Collection entries

══════════

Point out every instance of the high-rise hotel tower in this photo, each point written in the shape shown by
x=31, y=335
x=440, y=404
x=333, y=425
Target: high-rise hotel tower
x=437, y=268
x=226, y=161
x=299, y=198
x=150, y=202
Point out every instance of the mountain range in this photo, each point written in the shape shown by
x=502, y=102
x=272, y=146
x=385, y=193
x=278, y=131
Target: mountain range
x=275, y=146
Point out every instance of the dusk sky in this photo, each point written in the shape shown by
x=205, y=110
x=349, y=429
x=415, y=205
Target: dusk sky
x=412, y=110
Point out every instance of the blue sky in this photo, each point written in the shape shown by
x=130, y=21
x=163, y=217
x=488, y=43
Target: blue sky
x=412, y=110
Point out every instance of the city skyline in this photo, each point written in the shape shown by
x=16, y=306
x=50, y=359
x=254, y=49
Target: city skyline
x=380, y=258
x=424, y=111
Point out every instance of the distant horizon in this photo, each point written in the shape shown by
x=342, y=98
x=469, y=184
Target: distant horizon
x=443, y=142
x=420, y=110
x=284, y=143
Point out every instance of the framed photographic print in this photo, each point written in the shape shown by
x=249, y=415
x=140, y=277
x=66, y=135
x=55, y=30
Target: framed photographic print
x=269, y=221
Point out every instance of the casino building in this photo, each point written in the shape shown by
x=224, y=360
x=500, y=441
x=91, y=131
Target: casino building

══════════

Give the data again, exactly as it appears above.

OUTPUT OF THE EXERCISE »
Point out every instance of the high-rise hotel tower in this photo, each point written in the shape shown by
x=31, y=335
x=440, y=404
x=333, y=425
Target: high-rise hotel tower
x=437, y=268
x=226, y=161
x=299, y=198
x=150, y=202
Point out every instance of the mountain range in this photo, each point written in the shape shown by
x=502, y=102
x=272, y=146
x=385, y=193
x=278, y=131
Target: mountain range
x=275, y=146
Point out every instance of the dusk sky in this photo, each point written in the shape shown by
x=205, y=110
x=349, y=429
x=415, y=205
Target: dusk sky
x=412, y=110
Point out every instance of the blue sky in this photo, each point written in the shape shown by
x=130, y=21
x=163, y=217
x=488, y=43
Target: blue sky
x=412, y=110
Point out every instance of the city skyline in this photo, each point written in the shape shown by
x=16, y=306
x=50, y=359
x=254, y=49
Target: city skyline
x=380, y=258
x=424, y=111
Point out every instance of the distant horizon in this photo, each point written in the shape shown by
x=342, y=98
x=469, y=184
Target: distant horizon
x=443, y=142
x=420, y=110
x=284, y=143
Point out every instance of the framed photographic print in this photo, each point written in the shape shown by
x=249, y=415
x=140, y=277
x=66, y=135
x=55, y=30
Target: framed photographic print
x=269, y=221
Point out every instance of the casino building in this photo, each point written in the shape shown by
x=224, y=360
x=500, y=441
x=91, y=131
Target: casino building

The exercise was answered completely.